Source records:

- - - -

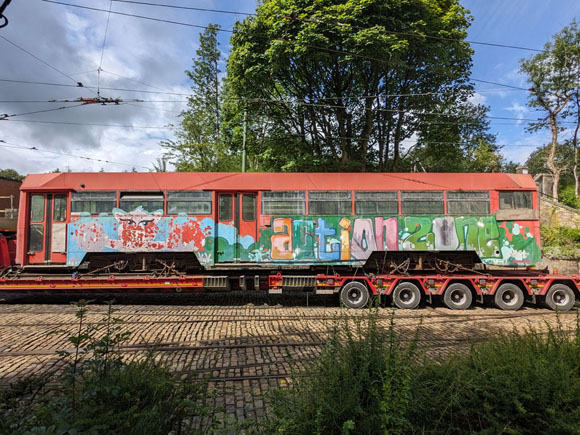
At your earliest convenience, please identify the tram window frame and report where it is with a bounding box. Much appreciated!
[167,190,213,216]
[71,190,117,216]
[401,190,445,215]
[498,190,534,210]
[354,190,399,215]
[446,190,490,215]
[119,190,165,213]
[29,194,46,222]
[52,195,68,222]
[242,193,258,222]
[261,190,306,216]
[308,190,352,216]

- - - -

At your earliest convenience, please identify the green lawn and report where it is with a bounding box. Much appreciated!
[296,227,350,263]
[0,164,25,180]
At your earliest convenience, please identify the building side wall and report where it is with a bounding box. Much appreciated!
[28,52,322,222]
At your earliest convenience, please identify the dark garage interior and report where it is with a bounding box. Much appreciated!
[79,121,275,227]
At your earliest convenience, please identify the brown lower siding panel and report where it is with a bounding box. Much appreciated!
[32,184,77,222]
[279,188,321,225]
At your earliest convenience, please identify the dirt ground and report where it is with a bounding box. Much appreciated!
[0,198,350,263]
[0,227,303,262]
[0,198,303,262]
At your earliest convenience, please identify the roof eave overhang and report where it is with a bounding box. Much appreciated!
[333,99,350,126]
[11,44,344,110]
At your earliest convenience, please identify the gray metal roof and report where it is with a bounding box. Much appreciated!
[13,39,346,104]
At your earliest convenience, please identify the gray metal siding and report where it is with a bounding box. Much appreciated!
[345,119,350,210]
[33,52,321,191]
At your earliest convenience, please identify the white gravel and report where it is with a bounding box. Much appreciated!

- - - -

— REQUIREMENTS —
Render the data from the line with "At your earliest convenience, please identify the roof" to the line with "At your earliest convenience, please identify the white" as a Markdown table with the columns Row and Line. Number each row and leave out any blank lines.

— WORKED SOLUTION —
| Row | Line |
|---|---|
| 1 | At your earliest convenience, please identify the roof eave overhang and report where it is with a bounding box. Much appreciated! |
| 2 | [333,99,350,126] |
| 3 | [11,44,344,110] |
| 4 | At your earliest convenience, please identify the gray metal roof and report where it is with a bounding box. Much appreciated! |
| 5 | [13,39,346,104] |
| 6 | At your earliest convenience, please identify the gray metal siding and report where it is with a bounding box. Much appreciated! |
| 7 | [345,119,350,210] |
| 8 | [33,52,321,191] |
| 9 | At your earliest convenience, please identify the white gravel and report where it is with a bounding box. Much appreciated! |